DOCUMENT TEXT:
════
Paintings: 2011 - 2017

16 March - 11 April 2018

 

Kevin Lincoln

Artist-as-poet

Cézanne was famously quoted as saying, “The grandiose grows tiresome after a while”. So be it then that the role of painting everyday objects in all their glory is a vocation for only the truest artist-as-poets.

Kevin Lincoln has forged a sustained career in his unwavering pursuit of the compelling. He has devoted his artistic career to the unhurried contemplation of the objects and landscapes of his surroundings. Pots, dishes, fruit, postcards, vases, Australian native flowers and a modest collection of Japanese pottery form the basis for much of the Tasmanian-born painter’s imagery. 

Like other artist-poets, Giorgio Morandi (1890-1994), William Scott (1913-1989), or even Agnes Martin (1912-2004), Lincoln’s works are so evidently shaped by self-restraint and the passions that produce it. The paintings are close studies in rhythm and balance. Restrained and sophisticated. Like Morandi, Lincoln uses a muted colour palette that ranges from dark and medium greys to cool whites, pale yellows, greens and reds. His consideration of the formal decisions made in relation colour and technique are absolutely transfixing. 

It is in the rendering of Lincoln’s imagery that stands him above his peers. Lincoln’s techniques pulsate on each canvas and interrogate the way we see the world. Compositions containing three objects may display three entirely different approaches in application and technique. In the painting, Postcard & white dish, 2017, the most artificial object - the postcard - is granted the most ‘correct’ and perspectiva depth, while the remaining seemingly real studio objects in the composition (the white dish, the wine bottle) are fuzzy and distorted. This shifting of techniques play into the way we see living in a digital world. When surrounded by an environment of glossy reproduced images, high definition television and hand-held devices our relationship to the ‘real’ seems messy and distorted. The clarity of the ‘unreal’ strangely becomes the easiest and sharpest to see.
════
JOBS:
1) In the Kevin Lincoln exhibition text, which object in the painting Postcard & white dish, 2017, is given the most "correct" depth?
2) Carry the Kevin Lincoln exhibition text forward from its last sentence.

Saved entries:
════
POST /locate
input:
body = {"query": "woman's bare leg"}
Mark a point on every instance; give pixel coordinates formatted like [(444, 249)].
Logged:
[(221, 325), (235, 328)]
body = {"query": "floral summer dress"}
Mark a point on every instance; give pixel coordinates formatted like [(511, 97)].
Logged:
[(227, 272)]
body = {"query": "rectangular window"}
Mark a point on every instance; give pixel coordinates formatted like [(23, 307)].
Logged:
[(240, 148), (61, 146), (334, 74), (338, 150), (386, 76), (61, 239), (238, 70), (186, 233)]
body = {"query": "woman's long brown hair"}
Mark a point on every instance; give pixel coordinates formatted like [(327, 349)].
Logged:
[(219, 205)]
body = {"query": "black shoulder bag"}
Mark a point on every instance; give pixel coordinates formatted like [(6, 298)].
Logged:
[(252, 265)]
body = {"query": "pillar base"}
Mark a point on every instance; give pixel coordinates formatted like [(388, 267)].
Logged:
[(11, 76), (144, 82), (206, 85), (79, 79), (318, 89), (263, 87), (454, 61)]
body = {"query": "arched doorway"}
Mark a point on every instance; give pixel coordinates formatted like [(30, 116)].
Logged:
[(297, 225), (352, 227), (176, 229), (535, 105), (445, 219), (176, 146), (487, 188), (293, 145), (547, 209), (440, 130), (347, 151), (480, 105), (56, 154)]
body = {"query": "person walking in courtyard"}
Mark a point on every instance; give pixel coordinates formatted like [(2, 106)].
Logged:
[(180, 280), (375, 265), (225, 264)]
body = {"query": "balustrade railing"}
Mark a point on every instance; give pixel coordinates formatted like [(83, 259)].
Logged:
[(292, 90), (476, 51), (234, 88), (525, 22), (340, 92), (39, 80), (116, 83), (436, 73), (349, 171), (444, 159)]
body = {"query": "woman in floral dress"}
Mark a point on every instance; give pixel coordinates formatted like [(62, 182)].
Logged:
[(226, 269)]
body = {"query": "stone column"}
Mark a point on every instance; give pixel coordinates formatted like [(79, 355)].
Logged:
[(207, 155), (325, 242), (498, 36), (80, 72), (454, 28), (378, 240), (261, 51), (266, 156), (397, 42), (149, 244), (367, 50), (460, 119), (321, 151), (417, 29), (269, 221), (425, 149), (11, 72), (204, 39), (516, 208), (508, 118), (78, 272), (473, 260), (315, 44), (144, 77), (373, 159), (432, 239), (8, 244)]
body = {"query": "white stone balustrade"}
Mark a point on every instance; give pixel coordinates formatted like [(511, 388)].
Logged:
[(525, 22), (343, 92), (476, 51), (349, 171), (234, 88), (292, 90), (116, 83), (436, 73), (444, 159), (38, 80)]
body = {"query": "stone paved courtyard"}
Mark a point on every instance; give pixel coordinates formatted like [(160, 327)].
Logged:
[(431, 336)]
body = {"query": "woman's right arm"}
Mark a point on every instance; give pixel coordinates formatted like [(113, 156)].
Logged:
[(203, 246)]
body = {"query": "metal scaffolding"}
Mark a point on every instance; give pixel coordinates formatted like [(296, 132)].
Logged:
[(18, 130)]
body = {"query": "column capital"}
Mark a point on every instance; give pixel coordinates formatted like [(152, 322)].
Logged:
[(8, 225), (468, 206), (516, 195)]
════
EXPECTED RESULTS:
1) The postcard.

2)
Lincoln’s paintings at first appear austere, however the works themselves are full of life. Where Morandi avoided the human figure and abstraction, Lincoln embraces both. The recent survey exhibition Kevin Lincoln: The eye’s mind at the Art Gallery of Ballarat showed his self-portraits in detail. Likewise, Lincoln’s abstract works cross back and forth between the observed and the composed. Anything on hand is worthy of attention.

Scottish-born painter William Scott’s Protestant upbringing drove his precise conception of austerity and universality. It is interesting to note that William Scott was the first British artist to meet and take cues from artists of the New York School like Pollock and Rothko. And like Scott, in Lincoln we see forms such as circles and squares not geometrically exact but bounded by sensitive painterly lines. However, rather than grandeur of universality, in Lincoln we find play and specificity in the ephemera in which he surrounds himself.  As Cézanne said, “The grandiose grows tiresome after a while”, while the humble, the everyday, the slow-moving, unfolds as complex and immensely fulfilling.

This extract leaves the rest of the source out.